» Data records
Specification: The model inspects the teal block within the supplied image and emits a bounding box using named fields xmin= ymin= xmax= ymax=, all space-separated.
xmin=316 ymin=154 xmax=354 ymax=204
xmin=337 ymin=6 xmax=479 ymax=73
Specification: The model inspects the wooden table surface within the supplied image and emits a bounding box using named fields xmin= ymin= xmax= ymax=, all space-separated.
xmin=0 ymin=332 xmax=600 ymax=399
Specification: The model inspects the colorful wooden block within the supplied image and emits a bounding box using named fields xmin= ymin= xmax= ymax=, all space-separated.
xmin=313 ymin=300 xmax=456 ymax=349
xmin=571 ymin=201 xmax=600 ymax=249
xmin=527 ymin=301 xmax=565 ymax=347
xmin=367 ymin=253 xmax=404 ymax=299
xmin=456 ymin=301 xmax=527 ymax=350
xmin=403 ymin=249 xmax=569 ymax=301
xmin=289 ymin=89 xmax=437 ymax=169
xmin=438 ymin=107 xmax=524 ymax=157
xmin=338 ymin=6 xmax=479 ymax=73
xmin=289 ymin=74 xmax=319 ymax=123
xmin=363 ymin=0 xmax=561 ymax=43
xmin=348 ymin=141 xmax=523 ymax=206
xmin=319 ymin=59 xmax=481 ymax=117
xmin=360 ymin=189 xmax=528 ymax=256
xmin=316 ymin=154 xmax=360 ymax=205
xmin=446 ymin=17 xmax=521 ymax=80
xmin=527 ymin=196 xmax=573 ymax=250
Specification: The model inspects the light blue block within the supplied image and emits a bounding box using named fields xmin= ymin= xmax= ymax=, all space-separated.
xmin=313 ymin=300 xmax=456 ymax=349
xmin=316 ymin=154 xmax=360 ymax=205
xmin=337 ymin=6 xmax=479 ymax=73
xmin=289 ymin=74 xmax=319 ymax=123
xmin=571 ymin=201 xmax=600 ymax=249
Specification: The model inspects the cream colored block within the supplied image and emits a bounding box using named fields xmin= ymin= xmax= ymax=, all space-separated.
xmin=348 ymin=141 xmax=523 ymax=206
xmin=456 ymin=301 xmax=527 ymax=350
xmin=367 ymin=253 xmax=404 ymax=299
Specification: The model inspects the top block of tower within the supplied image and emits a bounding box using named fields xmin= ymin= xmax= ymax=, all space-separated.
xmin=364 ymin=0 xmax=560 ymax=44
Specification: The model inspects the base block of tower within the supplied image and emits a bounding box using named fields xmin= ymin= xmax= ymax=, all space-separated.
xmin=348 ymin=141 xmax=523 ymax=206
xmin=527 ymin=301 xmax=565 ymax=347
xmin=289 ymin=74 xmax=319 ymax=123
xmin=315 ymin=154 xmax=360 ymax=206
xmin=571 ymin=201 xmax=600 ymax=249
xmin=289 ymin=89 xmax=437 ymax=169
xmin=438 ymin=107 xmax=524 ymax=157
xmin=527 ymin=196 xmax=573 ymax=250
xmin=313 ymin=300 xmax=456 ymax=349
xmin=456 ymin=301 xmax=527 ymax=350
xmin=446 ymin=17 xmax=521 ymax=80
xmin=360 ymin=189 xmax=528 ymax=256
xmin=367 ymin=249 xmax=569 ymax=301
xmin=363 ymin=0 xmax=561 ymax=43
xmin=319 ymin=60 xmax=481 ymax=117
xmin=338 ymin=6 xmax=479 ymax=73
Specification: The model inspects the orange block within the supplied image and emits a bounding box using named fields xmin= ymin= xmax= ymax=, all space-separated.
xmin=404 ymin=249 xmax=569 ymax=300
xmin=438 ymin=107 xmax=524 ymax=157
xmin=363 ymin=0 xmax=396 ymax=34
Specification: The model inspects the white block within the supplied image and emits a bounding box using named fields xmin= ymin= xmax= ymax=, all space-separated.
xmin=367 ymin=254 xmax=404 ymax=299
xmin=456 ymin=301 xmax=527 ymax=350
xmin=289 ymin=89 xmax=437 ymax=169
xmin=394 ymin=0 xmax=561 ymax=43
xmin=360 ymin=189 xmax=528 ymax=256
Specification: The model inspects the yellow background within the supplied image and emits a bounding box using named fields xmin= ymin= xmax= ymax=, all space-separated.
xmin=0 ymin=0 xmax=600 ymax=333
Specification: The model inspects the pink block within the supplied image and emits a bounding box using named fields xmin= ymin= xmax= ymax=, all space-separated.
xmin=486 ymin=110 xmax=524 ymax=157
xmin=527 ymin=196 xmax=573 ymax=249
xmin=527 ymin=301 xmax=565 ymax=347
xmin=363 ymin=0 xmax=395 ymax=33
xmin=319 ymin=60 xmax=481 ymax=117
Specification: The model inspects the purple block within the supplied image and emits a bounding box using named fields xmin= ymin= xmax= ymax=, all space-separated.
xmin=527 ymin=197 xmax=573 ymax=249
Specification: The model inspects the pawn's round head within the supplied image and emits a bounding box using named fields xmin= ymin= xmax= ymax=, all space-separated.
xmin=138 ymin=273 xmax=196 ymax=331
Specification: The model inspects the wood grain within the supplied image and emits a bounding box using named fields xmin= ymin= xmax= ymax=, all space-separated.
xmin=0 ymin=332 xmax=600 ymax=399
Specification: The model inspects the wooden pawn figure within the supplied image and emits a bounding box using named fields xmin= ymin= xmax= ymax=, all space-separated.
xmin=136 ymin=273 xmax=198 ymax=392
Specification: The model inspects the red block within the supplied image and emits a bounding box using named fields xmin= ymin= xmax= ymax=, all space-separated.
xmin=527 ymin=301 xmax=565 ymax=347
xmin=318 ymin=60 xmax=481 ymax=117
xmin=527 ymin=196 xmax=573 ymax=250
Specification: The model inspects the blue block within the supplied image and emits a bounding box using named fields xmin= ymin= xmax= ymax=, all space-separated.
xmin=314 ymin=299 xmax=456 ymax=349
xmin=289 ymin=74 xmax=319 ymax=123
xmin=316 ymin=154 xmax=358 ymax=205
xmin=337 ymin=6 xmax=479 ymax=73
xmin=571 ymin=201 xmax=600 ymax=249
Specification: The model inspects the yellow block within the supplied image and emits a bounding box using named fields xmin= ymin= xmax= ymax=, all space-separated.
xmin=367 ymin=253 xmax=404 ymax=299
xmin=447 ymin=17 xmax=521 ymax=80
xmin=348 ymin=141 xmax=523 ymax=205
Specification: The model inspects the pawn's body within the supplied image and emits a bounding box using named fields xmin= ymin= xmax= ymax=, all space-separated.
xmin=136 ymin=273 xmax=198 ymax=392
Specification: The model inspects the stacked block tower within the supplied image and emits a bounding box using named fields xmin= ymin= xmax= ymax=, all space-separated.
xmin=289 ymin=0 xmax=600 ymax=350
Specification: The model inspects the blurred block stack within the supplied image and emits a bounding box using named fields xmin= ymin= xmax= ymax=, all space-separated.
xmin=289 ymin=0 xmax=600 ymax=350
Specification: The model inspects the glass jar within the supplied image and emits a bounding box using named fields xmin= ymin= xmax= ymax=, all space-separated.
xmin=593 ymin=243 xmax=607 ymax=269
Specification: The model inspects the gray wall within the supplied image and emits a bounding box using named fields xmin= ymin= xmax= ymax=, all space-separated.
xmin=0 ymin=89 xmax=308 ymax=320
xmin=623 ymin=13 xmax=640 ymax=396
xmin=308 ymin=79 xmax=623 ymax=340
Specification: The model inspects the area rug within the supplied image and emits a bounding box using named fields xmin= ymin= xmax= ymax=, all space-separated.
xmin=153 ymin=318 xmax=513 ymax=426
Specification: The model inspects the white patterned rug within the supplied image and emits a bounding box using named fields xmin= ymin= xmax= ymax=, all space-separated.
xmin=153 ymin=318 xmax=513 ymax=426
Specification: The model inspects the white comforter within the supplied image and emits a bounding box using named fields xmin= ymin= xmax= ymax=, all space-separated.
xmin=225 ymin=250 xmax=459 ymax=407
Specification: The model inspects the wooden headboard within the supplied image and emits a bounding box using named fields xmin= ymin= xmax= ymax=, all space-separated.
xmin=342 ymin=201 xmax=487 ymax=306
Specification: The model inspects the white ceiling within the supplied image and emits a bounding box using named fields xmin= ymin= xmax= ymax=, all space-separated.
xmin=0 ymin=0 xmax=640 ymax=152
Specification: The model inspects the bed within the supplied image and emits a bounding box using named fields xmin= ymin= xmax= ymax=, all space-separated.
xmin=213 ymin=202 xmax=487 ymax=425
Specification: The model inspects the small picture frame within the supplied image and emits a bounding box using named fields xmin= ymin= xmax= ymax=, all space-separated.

» Direction
Reproduce verbatim the part of the data above that opens with the line containing "Specification: The model inspects the wood grain" and closes with the line containing "xmin=593 ymin=243 xmax=607 ymax=269", both of those lines included.

» Correct answer
Specification: The model inspects the wood grain within the supplied image and emits a bounding box using named fields xmin= ymin= xmax= ymax=, all space-separated.
xmin=0 ymin=332 xmax=600 ymax=399
Specification: The model inspects the wooden pawn figure within the supplied image and emits a bounding box using named fields xmin= ymin= xmax= ymax=, all space-separated.
xmin=136 ymin=273 xmax=198 ymax=392
Specification: The model inspects the red block within the supplied image and emits a bounding box using named fields xmin= ymin= xmax= ymax=, all space-separated.
xmin=527 ymin=301 xmax=565 ymax=347
xmin=318 ymin=60 xmax=481 ymax=117
xmin=527 ymin=196 xmax=573 ymax=250
Specification: The model inspects the blue block within the supplied image and emits a bounding box using named fields xmin= ymin= xmax= ymax=, all space-separated.
xmin=314 ymin=299 xmax=456 ymax=349
xmin=289 ymin=74 xmax=319 ymax=123
xmin=316 ymin=154 xmax=358 ymax=205
xmin=337 ymin=6 xmax=479 ymax=73
xmin=571 ymin=201 xmax=600 ymax=249
Specification: The model inspects the yellow block within the supplied image and emits a bounding box using named fields xmin= ymin= xmax= ymax=, all space-separated.
xmin=367 ymin=253 xmax=404 ymax=299
xmin=447 ymin=17 xmax=521 ymax=80
xmin=348 ymin=141 xmax=523 ymax=205
Specification: The model inspects the pawn's body within the supplied image and emits a bounding box using named fields xmin= ymin= xmax= ymax=, all space-separated.
xmin=136 ymin=273 xmax=198 ymax=392
Specification: The model inspects the stacked block tower within the supplied image and emits a bounding box using named fields xmin= ymin= xmax= ymax=, all space-separated.
xmin=289 ymin=0 xmax=600 ymax=350
Specification: The model inspects the blurred block stack within the supplied image and emits a bounding box using named fields xmin= ymin= xmax= ymax=, all space-separated.
xmin=289 ymin=0 xmax=600 ymax=350
Specification: The model inspects the glass jar within the supplied image and emits a bounding box using named fields xmin= ymin= xmax= ymax=, all space-separated.
xmin=593 ymin=243 xmax=607 ymax=269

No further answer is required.